19th Workshop on Building and Using Comparable Corpora

INVITED SPEAKER

Els Lefever

LT3, Ghent University

The Cross-Lingual Transfer Myth: Why Modern LLMs Still Fail Without Comparable Corpora and Representations

Comparable corpora have long served as a foundation for multilingual NLP, supporting transfer across languages in tasks such as classification, retrieval, translation, and argument mining. Yet in the era of multilingual transformers and generative models, a central question is no longer simply whether texts are comparable, but what kinds of internal representations and downstream behaviors that comparability actually enables. In this keynote, I argue that cross-lingual transfer is best understood as a continuum oscillating between shared semantic structures and language-specific realizations. Drawing on two complementary studies, I demonstrate how this tension manifests both in the data models learn from and in the representations they develop.

The first case study investigates multilingual stance and argument mining using the new Russian LoveHate corpus alongside English debate data. The results indicate that translated or multilingual resources are useful but insufficient proxies for language-specific corpora: local topics, culturally situated argumentation patterns, and stance expression still shape model performance and generalization. The second case study presents a neuron-level analysis of multilingual emotion detection, showing that multilingual encoders such as XLM-R develop both polyglot neurons, which respond consistently across languages, and monolingual neurons, which remain tied to particular linguistic systems. This reveals that even successful cross-lingual emotion transfer depends on only partial internal alignment.

Entries drawn from a collection
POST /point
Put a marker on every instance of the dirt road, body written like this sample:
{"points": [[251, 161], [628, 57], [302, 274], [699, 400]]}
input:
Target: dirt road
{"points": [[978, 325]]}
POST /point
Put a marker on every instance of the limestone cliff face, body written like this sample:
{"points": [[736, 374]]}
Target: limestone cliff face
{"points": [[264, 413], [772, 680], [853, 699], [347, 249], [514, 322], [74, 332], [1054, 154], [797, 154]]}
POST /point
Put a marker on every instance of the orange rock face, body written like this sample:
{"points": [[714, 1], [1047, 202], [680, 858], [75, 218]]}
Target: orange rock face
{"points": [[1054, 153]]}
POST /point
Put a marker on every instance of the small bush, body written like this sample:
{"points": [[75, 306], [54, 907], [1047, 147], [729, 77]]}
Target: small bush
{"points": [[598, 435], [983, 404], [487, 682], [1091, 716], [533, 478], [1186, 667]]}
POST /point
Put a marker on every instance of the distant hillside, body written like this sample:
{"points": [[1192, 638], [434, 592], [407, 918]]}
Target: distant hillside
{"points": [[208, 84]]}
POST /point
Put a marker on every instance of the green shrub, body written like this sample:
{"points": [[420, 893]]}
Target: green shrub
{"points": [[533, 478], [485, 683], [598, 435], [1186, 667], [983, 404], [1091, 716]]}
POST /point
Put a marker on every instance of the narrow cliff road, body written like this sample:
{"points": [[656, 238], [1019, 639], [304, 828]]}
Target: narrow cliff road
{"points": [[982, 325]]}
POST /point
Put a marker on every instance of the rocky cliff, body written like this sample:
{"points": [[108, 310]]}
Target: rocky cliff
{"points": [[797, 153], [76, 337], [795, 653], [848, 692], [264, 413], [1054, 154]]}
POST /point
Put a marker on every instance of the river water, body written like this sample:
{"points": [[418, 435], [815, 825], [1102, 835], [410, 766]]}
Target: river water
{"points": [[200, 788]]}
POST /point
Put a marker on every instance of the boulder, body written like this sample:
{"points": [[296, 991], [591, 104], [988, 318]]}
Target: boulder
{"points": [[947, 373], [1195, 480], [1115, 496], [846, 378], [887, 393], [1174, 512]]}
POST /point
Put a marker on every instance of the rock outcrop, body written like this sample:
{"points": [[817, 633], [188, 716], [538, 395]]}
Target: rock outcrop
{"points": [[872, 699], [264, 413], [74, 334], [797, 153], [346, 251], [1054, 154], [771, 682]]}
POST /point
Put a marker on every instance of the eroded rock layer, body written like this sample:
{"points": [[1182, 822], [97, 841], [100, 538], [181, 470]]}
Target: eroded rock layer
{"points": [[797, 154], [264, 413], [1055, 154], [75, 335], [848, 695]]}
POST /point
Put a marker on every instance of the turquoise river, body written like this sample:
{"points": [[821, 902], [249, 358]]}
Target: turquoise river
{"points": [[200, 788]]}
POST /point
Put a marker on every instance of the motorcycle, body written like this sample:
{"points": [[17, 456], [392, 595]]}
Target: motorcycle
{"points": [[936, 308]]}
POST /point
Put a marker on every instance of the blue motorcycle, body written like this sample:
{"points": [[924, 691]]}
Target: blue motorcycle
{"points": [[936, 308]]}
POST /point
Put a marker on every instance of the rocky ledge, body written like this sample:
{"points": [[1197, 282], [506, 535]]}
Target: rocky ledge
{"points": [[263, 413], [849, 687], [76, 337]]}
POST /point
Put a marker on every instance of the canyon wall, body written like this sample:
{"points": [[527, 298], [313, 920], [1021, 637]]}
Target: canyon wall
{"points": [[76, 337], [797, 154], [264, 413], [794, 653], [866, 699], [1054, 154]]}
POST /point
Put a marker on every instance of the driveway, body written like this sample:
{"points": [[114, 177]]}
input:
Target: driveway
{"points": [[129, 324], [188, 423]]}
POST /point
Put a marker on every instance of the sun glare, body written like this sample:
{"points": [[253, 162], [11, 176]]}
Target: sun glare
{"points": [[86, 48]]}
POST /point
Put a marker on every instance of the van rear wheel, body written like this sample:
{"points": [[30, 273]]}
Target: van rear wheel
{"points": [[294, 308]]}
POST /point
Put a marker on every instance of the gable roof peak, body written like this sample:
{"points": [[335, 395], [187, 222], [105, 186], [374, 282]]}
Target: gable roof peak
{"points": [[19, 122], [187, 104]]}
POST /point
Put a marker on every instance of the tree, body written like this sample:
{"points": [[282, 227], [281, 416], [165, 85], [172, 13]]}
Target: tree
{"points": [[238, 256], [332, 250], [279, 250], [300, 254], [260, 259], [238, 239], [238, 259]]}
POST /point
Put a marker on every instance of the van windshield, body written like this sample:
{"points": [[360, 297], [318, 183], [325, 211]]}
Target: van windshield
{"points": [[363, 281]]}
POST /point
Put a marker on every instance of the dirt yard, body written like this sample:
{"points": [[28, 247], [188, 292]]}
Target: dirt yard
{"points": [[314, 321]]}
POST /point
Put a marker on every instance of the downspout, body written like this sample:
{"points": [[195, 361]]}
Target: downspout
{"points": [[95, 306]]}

*EXERCISE PROMPT:* Please decide whether each statement agrees with the keynote abstract, answering yes or no and quoting the words that decide it: (a) The LoveHate corpus is in Russian. (b) Translated or multilingual resources can fully stand in for language-specific corpora. (c) XLM-R develops only neurons that respond consistently across languages. These rows come from a separate source.

*OUTPUT OF THE TASK:*
(a) Yes: "the new Russian LoveHate corpus"
(b) No: "translated or multilingual resources are useful but insufficient proxies for language-specific corpora"
(c) No: "develop both polyglot neurons, which respond consistently across languages, and monolingual neurons, which remain tied to particular linguistic systems"